- Directions -
Reproduce the following entries exactly, leaving nothing out.

Extracted records
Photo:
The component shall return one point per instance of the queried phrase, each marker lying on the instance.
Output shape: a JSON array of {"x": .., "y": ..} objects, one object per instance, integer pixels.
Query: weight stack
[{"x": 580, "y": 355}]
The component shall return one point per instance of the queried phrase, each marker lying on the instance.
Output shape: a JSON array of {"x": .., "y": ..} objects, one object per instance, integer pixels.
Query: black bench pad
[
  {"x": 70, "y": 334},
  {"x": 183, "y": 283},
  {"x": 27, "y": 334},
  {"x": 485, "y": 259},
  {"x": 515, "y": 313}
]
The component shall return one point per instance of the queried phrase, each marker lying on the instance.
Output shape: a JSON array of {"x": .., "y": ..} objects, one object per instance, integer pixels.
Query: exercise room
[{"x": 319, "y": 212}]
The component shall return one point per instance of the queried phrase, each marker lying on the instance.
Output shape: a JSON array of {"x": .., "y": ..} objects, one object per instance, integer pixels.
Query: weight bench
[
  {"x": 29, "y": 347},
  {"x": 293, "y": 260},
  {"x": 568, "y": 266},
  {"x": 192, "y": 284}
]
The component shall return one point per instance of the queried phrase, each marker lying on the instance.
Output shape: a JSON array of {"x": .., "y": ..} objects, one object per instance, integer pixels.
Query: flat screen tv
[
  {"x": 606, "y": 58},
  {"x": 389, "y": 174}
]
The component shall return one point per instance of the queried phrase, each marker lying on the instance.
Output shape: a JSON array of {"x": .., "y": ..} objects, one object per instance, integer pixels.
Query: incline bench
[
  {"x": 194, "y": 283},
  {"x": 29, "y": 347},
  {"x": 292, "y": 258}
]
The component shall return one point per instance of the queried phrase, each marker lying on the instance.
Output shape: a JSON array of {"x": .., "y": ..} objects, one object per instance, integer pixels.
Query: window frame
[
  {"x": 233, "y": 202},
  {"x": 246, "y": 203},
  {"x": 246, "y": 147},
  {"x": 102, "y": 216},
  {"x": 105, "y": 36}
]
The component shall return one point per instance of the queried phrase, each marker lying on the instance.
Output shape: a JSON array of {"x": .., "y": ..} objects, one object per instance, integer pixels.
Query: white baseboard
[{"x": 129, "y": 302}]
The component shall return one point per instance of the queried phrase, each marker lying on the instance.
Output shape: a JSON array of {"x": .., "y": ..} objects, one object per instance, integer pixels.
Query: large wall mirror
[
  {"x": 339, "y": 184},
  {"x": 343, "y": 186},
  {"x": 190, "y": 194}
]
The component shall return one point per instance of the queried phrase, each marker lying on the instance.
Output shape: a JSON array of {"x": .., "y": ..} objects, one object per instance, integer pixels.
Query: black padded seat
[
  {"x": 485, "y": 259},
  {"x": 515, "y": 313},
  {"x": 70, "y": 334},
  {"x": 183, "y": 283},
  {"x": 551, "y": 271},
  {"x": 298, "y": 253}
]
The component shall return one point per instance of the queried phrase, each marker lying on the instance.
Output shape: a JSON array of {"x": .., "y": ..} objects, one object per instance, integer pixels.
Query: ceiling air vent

- The completed task -
Photo:
The component shall return one point per instance of the queried phrase, each marker lying on the instance.
Output shape: a JSON array of {"x": .., "y": ..} objects, one object per instance, integer pixels.
Query: weight stack
[{"x": 580, "y": 355}]
The component shall return one point per instance of the queried phrase, each marker lying on the instance.
Output shape: a JSON array of {"x": .., "y": ..} objects, one object per instance, integer pixels.
Query: black bench pad
[
  {"x": 70, "y": 334},
  {"x": 183, "y": 283},
  {"x": 27, "y": 334},
  {"x": 485, "y": 259},
  {"x": 515, "y": 313}
]
The component shall return one point per instance of the queried phrase, each marker lying on the instance.
Output shape: a JSON array of {"x": .., "y": ..} objects, one object per instance, integer pixels.
Query: exercise room
[{"x": 319, "y": 212}]
The component shall return one point per instance of the queried phrase, each marker lying on the instance.
Output shape: a JSON array of {"x": .., "y": ..} objects, one object per instance, integer pixels.
Query: weight bench
[
  {"x": 29, "y": 347},
  {"x": 293, "y": 260},
  {"x": 568, "y": 266},
  {"x": 192, "y": 284}
]
The component shall return one point per instance of the queried phrase, each marker lying on the instance.
Output shape: a JSON array of {"x": .., "y": ..} objects, one object per instance, integer pixels.
Query: flat screen tv
[
  {"x": 606, "y": 58},
  {"x": 389, "y": 174}
]
The component shall return one point per instance of the queried phrase, each marker lying on the instance.
Output shape: a JSON array of {"x": .., "y": ..} objects, one object per instance, integer pixels.
Query: incline bench
[
  {"x": 194, "y": 283},
  {"x": 29, "y": 347},
  {"x": 292, "y": 258}
]
The component shall return one point per instance of the queried phrase, each marker lying on the instance.
Output shape: a JSON array of {"x": .., "y": ..} objects, one object per instance, integer pixels.
Query: window frame
[
  {"x": 233, "y": 202},
  {"x": 246, "y": 203},
  {"x": 246, "y": 147},
  {"x": 102, "y": 216},
  {"x": 105, "y": 36}
]
The component shall return one point per instance of the queried phrase, each marker lying on the instance.
Output shape: a JSON array of {"x": .., "y": ..} objects, one object per instance, integer pixels.
Query: white baseboard
[{"x": 129, "y": 302}]
The component shall return one point per instance of the queried phrase, each marker lying on the instance.
Output shape: a JSON array of {"x": .., "y": ..} objects, one object per instance, integer pixels.
Query: large wall mirror
[
  {"x": 339, "y": 184},
  {"x": 343, "y": 186},
  {"x": 190, "y": 194}
]
The component shall return one point per instance of the queried phrase, each marker lying on the instance.
Output shape: a JSON array of {"x": .., "y": ..} objects, one object per instance, integer pixels.
Query: black padded seat
[
  {"x": 485, "y": 259},
  {"x": 515, "y": 313},
  {"x": 70, "y": 334},
  {"x": 183, "y": 283},
  {"x": 551, "y": 271},
  {"x": 298, "y": 253}
]
The component shall return one point per instance of the queried phrase, each marker lying on the instance.
Output shape: a JSON array of {"x": .., "y": ..} objects, one object per instance, integer pixels.
Query: ceiling air vent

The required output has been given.